„Liever een Grexit dan deze slavernij”
ATHENE. Maandagochtend. Ik ben in het vrijwilligersziekenhuisje van dokter Vichas, dat wereldwijd bekend werd vanwege de hulp aan duizenden patiënten die hun recht op zorg verloren tijdens de Griekse crisis. Een arts steekt zijn hoofd de hoek en zegt: „De overeenkomst is getekend.”
Ik kom de medicijnen brengen die ik via via uit Nederland kreeg. „Alle medicijnen zijn welkom”, vertelde een van de vier vrijwilligers achter de balie me al. Nu kijken ze alle vier naar de arts. „Dus Tsipras is toch gecapituleerd?” brengt de jongste uit. De wat grijzende vrouw naast haar schudt haar hoofd en zegt: „Als ik in zijn schoenen stond, zou ik de vergadertafel verlaten hebben.”

> **GEGEVENS**:
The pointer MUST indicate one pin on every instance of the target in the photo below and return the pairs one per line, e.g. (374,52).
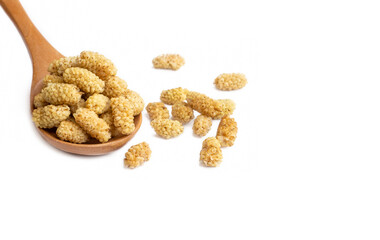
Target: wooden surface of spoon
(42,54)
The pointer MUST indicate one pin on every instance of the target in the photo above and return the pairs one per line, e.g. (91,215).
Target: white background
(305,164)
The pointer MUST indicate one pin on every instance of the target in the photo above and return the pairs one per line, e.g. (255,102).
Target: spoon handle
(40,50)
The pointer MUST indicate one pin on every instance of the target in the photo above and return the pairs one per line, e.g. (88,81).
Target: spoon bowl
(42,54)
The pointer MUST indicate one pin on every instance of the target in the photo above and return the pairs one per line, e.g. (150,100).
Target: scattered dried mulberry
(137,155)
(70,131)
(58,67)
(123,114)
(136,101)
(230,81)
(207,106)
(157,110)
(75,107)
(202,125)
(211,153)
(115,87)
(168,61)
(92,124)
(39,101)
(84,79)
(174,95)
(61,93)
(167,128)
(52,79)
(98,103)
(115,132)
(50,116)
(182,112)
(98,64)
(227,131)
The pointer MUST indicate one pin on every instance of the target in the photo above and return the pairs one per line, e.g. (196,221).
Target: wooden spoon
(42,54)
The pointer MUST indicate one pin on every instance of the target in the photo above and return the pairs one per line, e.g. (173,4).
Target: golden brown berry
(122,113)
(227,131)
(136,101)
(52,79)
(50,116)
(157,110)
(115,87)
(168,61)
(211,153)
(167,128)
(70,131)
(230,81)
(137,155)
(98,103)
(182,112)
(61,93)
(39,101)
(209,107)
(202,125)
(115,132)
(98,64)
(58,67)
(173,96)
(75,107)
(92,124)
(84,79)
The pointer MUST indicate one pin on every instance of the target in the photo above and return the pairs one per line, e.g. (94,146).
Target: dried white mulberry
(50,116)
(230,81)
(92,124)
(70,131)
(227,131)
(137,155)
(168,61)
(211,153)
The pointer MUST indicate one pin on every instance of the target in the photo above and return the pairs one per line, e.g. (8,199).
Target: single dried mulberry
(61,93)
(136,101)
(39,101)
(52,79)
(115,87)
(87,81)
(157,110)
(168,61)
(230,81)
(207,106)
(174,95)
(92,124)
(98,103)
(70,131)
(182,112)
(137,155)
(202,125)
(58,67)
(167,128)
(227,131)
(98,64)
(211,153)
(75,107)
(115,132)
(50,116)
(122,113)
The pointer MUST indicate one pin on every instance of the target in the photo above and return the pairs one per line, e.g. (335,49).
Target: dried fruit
* * *
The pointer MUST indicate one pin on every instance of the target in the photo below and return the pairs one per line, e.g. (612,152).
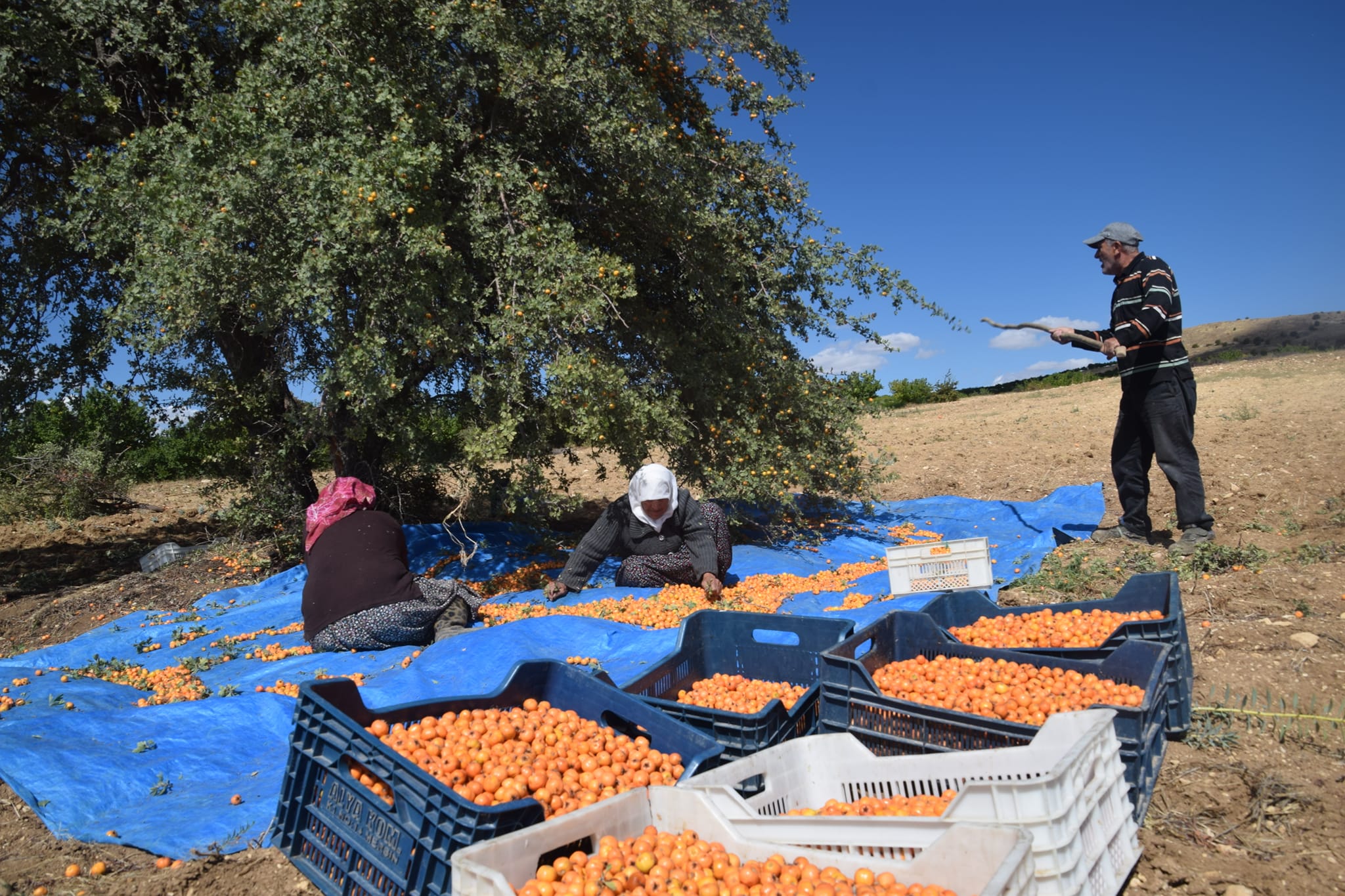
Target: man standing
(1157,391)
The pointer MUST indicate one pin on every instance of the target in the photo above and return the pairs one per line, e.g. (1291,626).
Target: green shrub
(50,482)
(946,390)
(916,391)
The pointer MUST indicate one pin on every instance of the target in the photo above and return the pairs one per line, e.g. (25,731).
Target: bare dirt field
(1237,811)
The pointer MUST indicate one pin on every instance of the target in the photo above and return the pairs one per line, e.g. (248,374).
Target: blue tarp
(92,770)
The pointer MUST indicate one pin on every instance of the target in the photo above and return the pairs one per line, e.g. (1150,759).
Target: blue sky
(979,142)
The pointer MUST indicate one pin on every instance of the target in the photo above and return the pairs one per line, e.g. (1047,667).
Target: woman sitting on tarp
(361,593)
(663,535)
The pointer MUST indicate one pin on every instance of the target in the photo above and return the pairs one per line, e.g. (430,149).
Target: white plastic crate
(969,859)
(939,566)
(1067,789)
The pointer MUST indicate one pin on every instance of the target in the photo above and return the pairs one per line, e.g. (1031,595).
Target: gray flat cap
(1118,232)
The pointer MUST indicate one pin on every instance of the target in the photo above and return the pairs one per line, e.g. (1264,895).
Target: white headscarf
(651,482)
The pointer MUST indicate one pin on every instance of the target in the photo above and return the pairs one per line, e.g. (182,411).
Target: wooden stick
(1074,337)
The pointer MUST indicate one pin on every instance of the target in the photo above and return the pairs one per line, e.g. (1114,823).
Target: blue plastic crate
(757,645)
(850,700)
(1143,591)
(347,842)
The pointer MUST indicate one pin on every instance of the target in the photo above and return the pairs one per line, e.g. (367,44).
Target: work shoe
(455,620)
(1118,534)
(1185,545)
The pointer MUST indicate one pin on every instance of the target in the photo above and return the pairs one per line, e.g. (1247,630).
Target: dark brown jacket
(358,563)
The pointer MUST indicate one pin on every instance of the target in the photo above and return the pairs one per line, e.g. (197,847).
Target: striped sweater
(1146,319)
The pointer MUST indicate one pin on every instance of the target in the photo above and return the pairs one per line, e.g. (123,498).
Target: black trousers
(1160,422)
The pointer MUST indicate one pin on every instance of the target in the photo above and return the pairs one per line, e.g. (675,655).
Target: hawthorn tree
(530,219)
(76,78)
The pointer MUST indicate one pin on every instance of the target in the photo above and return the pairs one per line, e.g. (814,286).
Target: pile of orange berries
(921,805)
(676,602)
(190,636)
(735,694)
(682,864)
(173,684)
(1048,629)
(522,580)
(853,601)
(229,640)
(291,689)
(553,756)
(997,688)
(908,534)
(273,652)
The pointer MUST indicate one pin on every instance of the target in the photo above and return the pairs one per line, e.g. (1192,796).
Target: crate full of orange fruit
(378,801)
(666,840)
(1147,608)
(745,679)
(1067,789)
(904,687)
...
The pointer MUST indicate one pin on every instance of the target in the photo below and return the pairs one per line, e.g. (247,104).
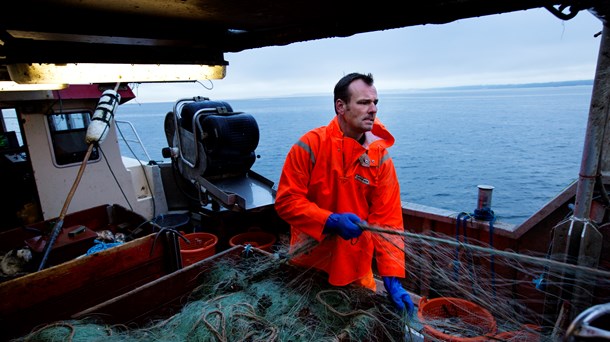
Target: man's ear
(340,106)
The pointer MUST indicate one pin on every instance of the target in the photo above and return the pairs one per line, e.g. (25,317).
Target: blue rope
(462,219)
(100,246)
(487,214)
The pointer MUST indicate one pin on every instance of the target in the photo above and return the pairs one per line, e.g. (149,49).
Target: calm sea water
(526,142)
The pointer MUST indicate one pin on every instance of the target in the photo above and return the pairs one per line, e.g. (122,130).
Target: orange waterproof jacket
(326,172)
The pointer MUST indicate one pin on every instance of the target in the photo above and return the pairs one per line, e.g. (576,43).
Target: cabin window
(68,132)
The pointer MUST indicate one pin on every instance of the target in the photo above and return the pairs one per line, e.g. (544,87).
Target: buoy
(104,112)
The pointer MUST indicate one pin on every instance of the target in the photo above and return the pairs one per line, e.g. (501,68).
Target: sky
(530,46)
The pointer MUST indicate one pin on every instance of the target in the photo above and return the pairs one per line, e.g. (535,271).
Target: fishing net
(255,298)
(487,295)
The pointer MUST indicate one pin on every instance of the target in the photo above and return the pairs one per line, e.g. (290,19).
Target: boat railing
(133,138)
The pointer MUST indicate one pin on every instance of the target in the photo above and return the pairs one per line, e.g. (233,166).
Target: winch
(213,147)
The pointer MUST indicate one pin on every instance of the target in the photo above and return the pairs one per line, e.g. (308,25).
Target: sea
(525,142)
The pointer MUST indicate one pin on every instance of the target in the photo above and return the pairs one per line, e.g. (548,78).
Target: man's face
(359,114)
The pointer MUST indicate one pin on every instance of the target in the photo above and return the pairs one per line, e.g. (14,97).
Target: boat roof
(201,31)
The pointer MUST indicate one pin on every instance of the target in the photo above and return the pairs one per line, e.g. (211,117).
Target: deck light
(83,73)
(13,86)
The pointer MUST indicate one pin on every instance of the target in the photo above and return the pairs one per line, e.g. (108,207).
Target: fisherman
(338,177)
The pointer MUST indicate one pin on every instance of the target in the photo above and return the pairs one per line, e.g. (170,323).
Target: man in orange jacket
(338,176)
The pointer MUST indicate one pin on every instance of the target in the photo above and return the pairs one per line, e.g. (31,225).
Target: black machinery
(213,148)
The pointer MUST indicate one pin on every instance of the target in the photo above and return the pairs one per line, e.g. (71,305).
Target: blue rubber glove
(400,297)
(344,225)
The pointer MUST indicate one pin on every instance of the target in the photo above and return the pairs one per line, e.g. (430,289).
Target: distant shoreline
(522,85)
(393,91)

> **MAAK HET VOLGENDE AF**:
a – Hoeveel vrijwilligers staan er volgens de tekst over het vrijwilligersziekenhuisje in Athene achter de balie?
b – Hervat de tekst over het vrijwilligersziekenhuisje in Athene na de laatste zin.

> **ANTWOORDEN**:
a – Vier.

b –
Deze vrijwilligers en de artsen zien dagelijks de rauwe gevolgen van de bezuinigingspolitiek, die vooral op zwakke schouders rust, in levenden lijve voor zich staan. „Ik had nog liever een Grexit gehad dan deze overeenkomst van slavernij”, zegt de arts, die vermoedt dat de stroom onverzekerde patiënten weer zal toenemen, gezien de snoeiharde geëiste maatregelen. In Piraeus werd onlangs een nieuw vrijwilligersziekenhuis geopend. „Een teken des tijds”, zegt hij ongerust.
Ook op Twitter wordt heftig gereageerd op de overeenkomst van de Griekse regering met de schuldeisers. Via de hashtag #ThisIsACoup wordt alle mogelijke kritiek geuit op de harde eisen van de schuldeisers. Vooral Duitsland en minister Schäuble moeten het ontgelden, maar ook de Griekse regering „die een referendum hield en precies het tegenovergestelde deed.”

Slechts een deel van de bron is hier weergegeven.